**Task requirements:**
Omit all pictures and give the records below again exactly as written.

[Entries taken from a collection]
┌──
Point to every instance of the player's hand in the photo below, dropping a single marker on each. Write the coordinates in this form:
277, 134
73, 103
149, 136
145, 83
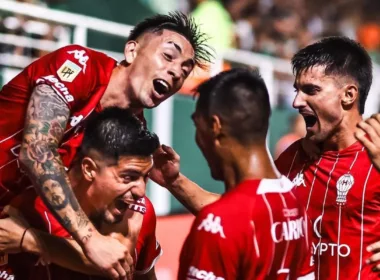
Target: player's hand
310, 148
11, 232
371, 128
109, 255
166, 166
375, 258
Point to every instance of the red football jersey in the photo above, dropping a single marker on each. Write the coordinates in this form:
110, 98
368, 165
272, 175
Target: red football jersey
258, 230
79, 76
147, 251
341, 192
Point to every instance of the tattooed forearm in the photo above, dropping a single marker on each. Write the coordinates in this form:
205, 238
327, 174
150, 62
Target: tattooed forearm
46, 120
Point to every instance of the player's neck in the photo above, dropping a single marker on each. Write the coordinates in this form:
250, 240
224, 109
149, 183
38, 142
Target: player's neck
344, 136
244, 163
79, 188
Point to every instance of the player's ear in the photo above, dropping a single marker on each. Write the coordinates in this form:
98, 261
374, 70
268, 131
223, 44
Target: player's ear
216, 127
350, 95
130, 51
89, 168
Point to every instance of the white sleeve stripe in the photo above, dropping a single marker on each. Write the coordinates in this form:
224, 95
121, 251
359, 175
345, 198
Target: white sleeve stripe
310, 276
145, 271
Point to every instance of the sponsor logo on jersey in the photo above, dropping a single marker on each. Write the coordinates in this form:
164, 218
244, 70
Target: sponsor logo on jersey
68, 71
343, 185
212, 224
299, 180
332, 249
6, 275
82, 58
195, 273
57, 86
288, 230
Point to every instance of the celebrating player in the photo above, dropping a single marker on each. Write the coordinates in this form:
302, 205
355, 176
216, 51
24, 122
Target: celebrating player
114, 160
258, 229
340, 189
44, 108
└──
**Result below:**
Point to every instance of the player's hand in the photo below, dropping a single marker on each. Write the coordinates in this form:
277, 134
73, 103
149, 136
145, 83
Target: player's hand
310, 148
11, 232
371, 128
109, 255
166, 166
375, 258
Point to every instance of the red football jersey in the photo above, dropping a single marker on each. Write the coordinates in this form:
110, 98
368, 165
272, 175
Target: red football jersey
258, 230
79, 76
147, 251
341, 192
Point to every instance of the tattooed forearm in the photo above, dropping a single marker on each. Write the coordinates in this form:
205, 238
327, 174
150, 62
Target: tattooed forearm
46, 120
Point to every instance of the player's neck in the photo above, dropping a single marker on each. Write the coordinates in this form:
250, 240
224, 109
149, 183
38, 142
Target: player's neck
344, 136
244, 163
79, 188
Point to every instance of the player's ear in the photo above, dropping a single marker on each. Write the coordinates in this form:
98, 261
374, 70
268, 131
223, 44
Target: player's ear
216, 127
350, 95
130, 51
89, 168
Point to every instance of the white sleeve stripe in the photo above, dropping a single marker on each. Write the coordinates in this form:
224, 95
121, 251
359, 175
345, 198
Target: white sleeve stripe
310, 276
145, 271
Point to every instance of the sponsor logo on jersey in the photo above, dropping a single marker on each. Write the coordinates in this form:
164, 218
244, 70
Target: sponsor logo on jersey
68, 71
343, 185
212, 224
299, 180
332, 249
6, 275
82, 58
195, 273
57, 86
288, 230
Point to every instance of the celebrating player in the photo above, dropping a single marker on each. Write the coordinates in this form:
302, 205
355, 176
216, 51
24, 122
Target: celebrating player
114, 160
258, 229
340, 189
44, 108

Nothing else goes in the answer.